■ THE INPUT

++++++++++++++++++++

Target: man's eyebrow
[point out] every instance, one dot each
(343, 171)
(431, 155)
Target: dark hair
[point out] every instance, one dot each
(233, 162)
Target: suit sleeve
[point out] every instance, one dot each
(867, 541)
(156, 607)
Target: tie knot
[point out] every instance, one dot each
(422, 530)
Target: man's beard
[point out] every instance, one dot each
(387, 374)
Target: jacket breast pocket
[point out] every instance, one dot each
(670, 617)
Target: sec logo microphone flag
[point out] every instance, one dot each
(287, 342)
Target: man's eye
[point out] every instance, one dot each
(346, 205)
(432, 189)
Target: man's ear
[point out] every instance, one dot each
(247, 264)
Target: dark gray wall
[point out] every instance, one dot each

++++++++++++++++++++

■ TASK BRIEF
Copy all of the entries above line for line, with no changes to wording, numbers, or punctuation.

■ CORRECT RESULT
Target: man's eyebrow
[point out] every instance, one dot each
(343, 171)
(431, 155)
Target: dark hair
[point out] every instance, one dot each
(233, 162)
Target: suit sleeve
[point out] every instance, one dot each
(867, 541)
(156, 607)
Target: tie knot
[point out] every instance, one dot each
(422, 530)
Target: man's beard
[point out] every instance, one dot each
(387, 374)
Target: jacket breast pocket
[point out] every instance, one dot each
(670, 617)
Target: sec logo microphone flag
[point out] every instance, one dot each
(287, 342)
Target: man's eye
[point out] every instance, one dot each
(346, 205)
(432, 189)
Target: man's ear
[point out] every instance, one dot each
(247, 264)
Target: dark gray wall
[point out] every instance, one dot each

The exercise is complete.